Instruction 1:
Reproduce the records word for word, starting at the very beginning of the records and ending at the line that contains "box: [0, 77, 468, 263]".

Document excerpt:
"""

Search This Blog

Saturday, 31 December 2011

Top 10 - an eclectic selection from a not-so-frequent film reviewer


It's been another hectic year where duties at the Australian Film Institute have sucked up most of my time and required me to watch a LOT of Australian features, documentaries, shorts and television dramas. I'm not complaining. Love it! But it makes my top ten a little skewed. Nevertheless, I managed to catch some festivals, some screeners, and even the odd regular film screening (radical!). Here's what I selected for my yearly wrap-up of films for The Big Issue magazine (edn. 396). Apart from the standout, they're in no particular order. They were selected from films that were on general release in Australia during 2011.



Standout Film: Melancholia

Lars von Trier’s Melancholia may well be the most perfect film ever made about the end of the world. The extended opening sequence, a masterpiece in itself, places the solemn strains of Wagner’s Tristan und Isolde alongside extreme slow motion images that are gravely beautiful and strange: a huge green golf course overlooking the ocean; a sad and beautiful bride, floating dreamlike in a pond; a black horse sinking into the earth; and two planets, seen from space, on a collision course for disaster.

"""

Data for this exercise:

"""

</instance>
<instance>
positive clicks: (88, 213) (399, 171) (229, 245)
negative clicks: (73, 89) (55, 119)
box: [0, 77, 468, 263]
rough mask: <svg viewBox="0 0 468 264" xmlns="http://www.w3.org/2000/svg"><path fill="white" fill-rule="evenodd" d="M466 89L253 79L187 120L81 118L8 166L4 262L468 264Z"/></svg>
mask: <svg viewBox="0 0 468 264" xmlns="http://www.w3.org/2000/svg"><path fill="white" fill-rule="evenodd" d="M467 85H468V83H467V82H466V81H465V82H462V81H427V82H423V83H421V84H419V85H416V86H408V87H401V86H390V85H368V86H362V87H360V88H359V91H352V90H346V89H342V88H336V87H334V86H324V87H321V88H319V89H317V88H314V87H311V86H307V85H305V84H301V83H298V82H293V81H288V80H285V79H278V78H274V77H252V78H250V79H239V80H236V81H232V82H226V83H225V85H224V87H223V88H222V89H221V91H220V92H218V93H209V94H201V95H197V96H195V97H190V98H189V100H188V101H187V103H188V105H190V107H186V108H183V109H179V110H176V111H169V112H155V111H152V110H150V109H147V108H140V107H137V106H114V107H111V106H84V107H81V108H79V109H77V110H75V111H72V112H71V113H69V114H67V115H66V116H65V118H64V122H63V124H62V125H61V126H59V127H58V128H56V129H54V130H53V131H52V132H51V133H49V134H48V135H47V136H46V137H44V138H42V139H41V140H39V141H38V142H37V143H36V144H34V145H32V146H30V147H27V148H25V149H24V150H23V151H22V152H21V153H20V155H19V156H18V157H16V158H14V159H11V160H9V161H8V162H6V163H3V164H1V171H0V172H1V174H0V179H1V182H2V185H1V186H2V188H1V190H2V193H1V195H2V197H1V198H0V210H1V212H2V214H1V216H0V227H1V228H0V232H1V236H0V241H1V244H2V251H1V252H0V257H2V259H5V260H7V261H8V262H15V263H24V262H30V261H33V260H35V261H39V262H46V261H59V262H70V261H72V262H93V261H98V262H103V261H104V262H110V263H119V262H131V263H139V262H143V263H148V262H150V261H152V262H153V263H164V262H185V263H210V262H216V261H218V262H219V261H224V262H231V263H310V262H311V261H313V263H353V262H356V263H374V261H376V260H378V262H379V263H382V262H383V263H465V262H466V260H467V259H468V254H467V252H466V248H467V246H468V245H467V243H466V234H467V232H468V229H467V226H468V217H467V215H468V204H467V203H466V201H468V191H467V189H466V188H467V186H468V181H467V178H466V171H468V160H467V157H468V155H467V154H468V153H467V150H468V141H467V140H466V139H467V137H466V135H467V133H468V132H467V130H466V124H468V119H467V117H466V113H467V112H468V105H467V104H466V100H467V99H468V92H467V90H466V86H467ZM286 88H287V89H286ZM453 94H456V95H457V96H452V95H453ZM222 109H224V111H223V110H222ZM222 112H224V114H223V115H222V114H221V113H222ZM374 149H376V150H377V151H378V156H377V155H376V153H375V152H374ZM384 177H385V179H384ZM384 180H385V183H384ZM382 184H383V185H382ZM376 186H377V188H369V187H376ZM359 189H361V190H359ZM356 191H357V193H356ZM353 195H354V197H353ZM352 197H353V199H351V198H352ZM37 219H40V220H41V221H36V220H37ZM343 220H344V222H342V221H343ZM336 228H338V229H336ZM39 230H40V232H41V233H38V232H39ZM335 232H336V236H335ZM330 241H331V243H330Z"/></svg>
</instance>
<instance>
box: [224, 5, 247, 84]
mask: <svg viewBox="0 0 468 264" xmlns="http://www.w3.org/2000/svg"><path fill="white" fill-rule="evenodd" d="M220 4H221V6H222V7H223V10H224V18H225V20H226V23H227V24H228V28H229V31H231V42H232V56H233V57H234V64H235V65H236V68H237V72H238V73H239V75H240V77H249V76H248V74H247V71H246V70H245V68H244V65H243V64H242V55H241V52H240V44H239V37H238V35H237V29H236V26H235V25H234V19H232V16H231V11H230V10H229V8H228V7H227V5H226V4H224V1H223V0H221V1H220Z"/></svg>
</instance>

"""

Instruction 2:
In two sentences, how would you summarize the blog post about the top 10 films?

Task answer 1:
</instance>
<instance>
positive clicks: (88, 213) (399, 171) (229, 245)
negative clicks: (73, 89) (55, 119)
box: [0, 77, 468, 263]

Task answer 2:
After a hectic year of duties at the Australian Film Institute that skewed the selection, the writer presents a top ten, chosen for The Big Issue magazine, from films on general release in Australia during 2011. The standout is Lars von Trier's Melancholia, praised as perhaps the most perfect film about the end of the world, with an opening sequence that sets Wagner's Tristan und Isolde against extreme slow-motion images.